* STATED TASK *
Return the passage of the Hajj glossary that begins at the words "Damm Also known" and stops after the words "sacrifice during Hajj.", copied word for word.

* SELECTED PASSAGE *
⟨
November 3, 2017

Hajj Glossary

Hajj Glossary: Commonly used Arabic terms for Hajj

Adhan The call to Prayer (salah), usually issued from the minaret of a mosque.
`Arafah or `Arafat  A desert location approximately 14.5 km (9 miles) east of Makkah where the pilgrim spends 9 Dhul-Hijjah as a rite of Hajj. The waqfah is performed at `Arafah.
Damm Also known as kaffarah. The atonement required of a pilgrim for a willful violation of a prohibition or obligation while in the state of ihram.
Day of An-Nahr (Arabic: Yawm An-Nahr) This day, 10 Dhul-Hijjah, is designated as the preferred day of sacrifice during Hajj.
Day of At-Tarwiyah (Arabic: Yawm At-Tarwiyah) The start of the Hajj, on 8 Dhul-Hijjah. The pilgrim proceeds to Mina on this day.
Days of Tashreeq (Arabic: Ayyam At-Tashreeq) These are 11, 12, and 13 Dhul-Hijjah. On these days, the pilgrim throws pebbles at the stone pillars, a ritual known as rami, in Mina. The name Tashreeq, related to the word for sunrise, comes from the practice in the past of drying the meat of the sacrifices in the sun on those days.
Dhul-Hijjah The last month of the Islamic calendar.
`Eid Al-Adha The Islamic public celebration of sacrifice performed on 10 Dhul-Hijjah. An animal such as a sheep or goat is sacrificed as a commemoration of Prophet Ibrahim’s (peace and blessings be upon him) willingness to sacrifice his son Isma`il for Allah.
Hadi Hadi is a sacrificial animal immolated in the name of Allah by the pilgrim. It is to be slaughtered in Al-Haram and distributed among the poor and the needy.
Hajj One of the five pillars or central duties of Islam. It is a set of acts of worship to be performed in and around Makkah at least once in a lifetime by every Muslim satisfying certain conditions.  There are three types of Hajj, ifradqiran and tamattu` (see individual entries below).
Al-Hajar Al-Aswad The Black Stone built into the southeast corner of the Ka`bah at a height of approximately four feet. The stone does not belong to the geology of the region and is a part of the original construction of the Ka`bah by Prophet Ibrahim (peace and blessings be upon him). The Black Stone was personally installed in the wall of the Ka`bah by the Prophet Muhammad (peace and blessings be upon him) himself during its reconstruction following its destruction by a flash flood. The Prophet (peace and blessings be upon him) also kissed it during his Farewell Hajj. Thus, touching and kissing Hajar Al-Aswad during `Umrah and Hajj is considered sunnah.
⟩
* COLLECTED DATA *
⟨
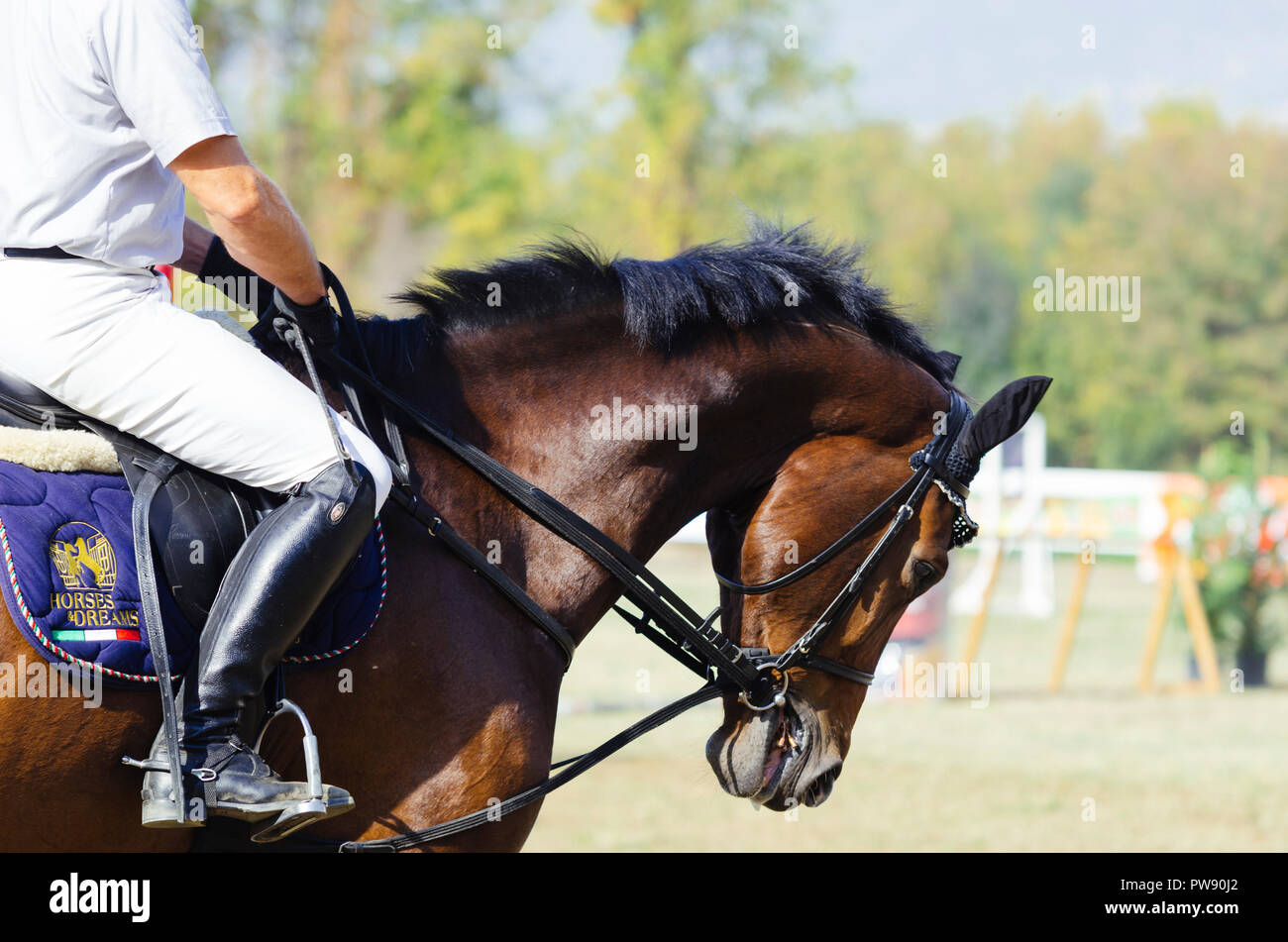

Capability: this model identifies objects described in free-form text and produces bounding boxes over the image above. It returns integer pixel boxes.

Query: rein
⟩
* WRITTEN SOLUTION *
Damm Also known as kaffarah. The atonement required of a pilgrim for a willful violation of a prohibition or obligation while in the state of ihram.
Day of An-Nahr (Arabic: Yawm An-Nahr) This day, 10 Dhul-Hijjah, is designated as the preferred day of sacrifice during Hajj.